## REQUIRED ACTION:
Reproduce verbatim the lines of the material below, starting at the line with "point like [184,571]." and ending at the line with "point like [968,273].", both inclusive; skip the rest.

## SOURCE INFORMATION:
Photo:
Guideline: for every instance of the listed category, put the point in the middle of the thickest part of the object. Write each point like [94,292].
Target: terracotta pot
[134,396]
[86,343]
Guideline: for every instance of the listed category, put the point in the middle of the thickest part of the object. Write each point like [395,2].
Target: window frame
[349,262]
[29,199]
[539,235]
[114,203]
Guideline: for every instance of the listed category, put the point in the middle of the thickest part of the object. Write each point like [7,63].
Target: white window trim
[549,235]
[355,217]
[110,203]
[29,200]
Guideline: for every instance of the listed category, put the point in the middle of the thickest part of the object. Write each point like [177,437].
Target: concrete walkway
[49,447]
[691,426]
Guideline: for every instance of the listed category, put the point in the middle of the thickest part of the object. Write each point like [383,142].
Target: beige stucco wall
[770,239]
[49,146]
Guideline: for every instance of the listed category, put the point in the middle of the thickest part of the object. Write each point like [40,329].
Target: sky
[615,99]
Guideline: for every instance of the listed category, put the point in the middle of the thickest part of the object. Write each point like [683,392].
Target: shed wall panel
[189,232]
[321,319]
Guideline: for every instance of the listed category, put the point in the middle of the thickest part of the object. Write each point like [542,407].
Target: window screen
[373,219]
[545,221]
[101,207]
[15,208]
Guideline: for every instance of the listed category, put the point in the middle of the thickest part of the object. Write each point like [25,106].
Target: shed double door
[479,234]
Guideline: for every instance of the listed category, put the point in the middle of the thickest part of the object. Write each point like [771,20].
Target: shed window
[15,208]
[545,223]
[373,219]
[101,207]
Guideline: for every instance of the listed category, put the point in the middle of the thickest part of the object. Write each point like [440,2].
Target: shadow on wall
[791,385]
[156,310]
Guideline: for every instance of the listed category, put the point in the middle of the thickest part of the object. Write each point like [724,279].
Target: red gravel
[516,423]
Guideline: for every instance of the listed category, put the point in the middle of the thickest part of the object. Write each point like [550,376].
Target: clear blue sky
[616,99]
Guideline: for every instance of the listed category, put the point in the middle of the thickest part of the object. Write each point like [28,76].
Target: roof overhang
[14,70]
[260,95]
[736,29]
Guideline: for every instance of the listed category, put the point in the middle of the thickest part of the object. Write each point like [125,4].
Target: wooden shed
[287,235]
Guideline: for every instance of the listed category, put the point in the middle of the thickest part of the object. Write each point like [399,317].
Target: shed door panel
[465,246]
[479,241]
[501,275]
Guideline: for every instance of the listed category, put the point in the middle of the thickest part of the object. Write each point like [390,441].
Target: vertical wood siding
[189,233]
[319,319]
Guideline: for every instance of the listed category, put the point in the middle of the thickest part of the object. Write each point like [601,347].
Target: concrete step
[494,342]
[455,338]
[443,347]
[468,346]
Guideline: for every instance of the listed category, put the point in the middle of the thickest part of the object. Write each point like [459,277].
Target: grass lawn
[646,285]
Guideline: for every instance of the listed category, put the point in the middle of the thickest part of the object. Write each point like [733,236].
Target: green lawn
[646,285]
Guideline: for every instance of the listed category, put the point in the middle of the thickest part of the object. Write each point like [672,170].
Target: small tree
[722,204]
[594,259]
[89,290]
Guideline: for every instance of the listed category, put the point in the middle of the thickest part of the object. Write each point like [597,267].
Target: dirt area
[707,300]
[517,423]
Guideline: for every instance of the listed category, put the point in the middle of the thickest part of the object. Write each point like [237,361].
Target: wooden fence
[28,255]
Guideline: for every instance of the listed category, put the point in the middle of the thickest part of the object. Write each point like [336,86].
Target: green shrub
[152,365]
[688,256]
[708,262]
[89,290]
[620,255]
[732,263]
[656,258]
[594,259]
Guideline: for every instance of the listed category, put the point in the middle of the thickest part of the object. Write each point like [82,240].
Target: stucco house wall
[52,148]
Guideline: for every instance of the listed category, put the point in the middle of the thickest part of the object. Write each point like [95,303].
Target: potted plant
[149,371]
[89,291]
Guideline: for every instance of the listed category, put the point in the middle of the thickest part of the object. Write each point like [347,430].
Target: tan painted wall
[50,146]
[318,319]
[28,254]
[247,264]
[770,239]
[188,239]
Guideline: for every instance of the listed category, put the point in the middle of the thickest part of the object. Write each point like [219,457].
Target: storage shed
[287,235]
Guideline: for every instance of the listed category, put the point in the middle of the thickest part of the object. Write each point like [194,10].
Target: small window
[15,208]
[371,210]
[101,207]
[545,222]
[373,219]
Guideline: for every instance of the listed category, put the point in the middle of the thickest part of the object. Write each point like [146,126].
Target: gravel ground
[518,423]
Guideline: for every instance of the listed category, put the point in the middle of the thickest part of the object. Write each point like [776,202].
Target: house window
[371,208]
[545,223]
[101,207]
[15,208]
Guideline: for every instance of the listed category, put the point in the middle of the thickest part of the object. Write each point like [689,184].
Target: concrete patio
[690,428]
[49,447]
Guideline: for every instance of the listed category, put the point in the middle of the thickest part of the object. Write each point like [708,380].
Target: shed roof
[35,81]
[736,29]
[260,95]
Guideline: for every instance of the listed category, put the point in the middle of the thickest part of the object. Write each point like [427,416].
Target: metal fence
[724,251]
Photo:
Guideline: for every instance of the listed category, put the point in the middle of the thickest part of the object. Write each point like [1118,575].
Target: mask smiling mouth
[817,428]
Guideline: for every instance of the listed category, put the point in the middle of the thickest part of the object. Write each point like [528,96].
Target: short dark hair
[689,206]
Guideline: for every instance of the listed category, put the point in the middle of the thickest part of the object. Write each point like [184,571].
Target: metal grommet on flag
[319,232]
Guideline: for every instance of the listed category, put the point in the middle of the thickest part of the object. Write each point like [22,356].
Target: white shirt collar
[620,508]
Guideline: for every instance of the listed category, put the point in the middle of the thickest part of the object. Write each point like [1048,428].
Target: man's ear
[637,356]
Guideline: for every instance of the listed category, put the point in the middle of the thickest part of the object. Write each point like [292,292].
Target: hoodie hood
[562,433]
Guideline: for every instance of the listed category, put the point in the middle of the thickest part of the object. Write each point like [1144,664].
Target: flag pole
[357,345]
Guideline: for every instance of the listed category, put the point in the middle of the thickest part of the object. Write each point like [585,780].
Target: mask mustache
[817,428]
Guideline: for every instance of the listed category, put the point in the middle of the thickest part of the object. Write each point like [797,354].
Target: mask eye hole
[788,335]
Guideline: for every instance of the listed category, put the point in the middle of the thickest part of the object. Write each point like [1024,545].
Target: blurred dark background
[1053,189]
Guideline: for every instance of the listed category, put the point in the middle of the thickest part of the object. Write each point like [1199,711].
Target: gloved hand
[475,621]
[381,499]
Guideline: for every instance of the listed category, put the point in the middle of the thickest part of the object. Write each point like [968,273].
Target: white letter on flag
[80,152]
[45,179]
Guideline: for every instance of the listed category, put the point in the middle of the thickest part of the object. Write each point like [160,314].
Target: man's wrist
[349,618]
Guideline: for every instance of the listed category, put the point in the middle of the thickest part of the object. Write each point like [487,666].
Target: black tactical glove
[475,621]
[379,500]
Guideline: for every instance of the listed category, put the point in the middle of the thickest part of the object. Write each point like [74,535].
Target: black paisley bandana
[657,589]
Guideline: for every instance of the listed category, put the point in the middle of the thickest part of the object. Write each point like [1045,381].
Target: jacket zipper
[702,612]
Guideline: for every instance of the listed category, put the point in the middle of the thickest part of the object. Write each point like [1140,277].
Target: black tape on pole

## REPLY:
Guideline: for every instance of the listed category, put the point in the middle of the thickest part of the object. Write each point like [184,571].
Target: metal grommet on flag
[319,232]
Guideline: for every instance of the listed category, put the point in the middle of the thickest part of the object. Write each point like [22,356].
Target: white shirt collar
[620,508]
Guideline: for every instance of the listed category, put the point in the middle of the thickest part of the object. Write each point like [1048,428].
Target: man's ear
[637,356]
Guideline: for every instance of the listed category, put the point in the middle of the thickest part of the object. Write each point like [292,292].
Target: hoodie hood
[562,433]
Guideline: for every instance of the listed category, put the point in the middle of the thickest part of the object. Write each point like [1144,664].
Target: flag pole
[357,345]
Guideline: for every instance of the listed category, put the point in the middle of the thickest part of the object. Write each point like [585,780].
Target: mask mustache
[817,428]
Guideline: for every instance of the listed category, put the point in the middle of the thickest part of the object. Write each point like [797,354].
Target: mask eye hole
[788,335]
Guideline: for every instance of the listed category, put the point in the middle of the thickest part of the object. Write each point like [1024,545].
Target: blurred dark background
[1053,189]
Guideline: for every instance of the listed category, put the point in the middle of the thickest part of the object. Write each point like [1199,711].
Target: gloved hand
[475,621]
[381,499]
Guideline: for every instance of the listed category, put the point in the middle of the thickest part of the object. Write each point like [968,273].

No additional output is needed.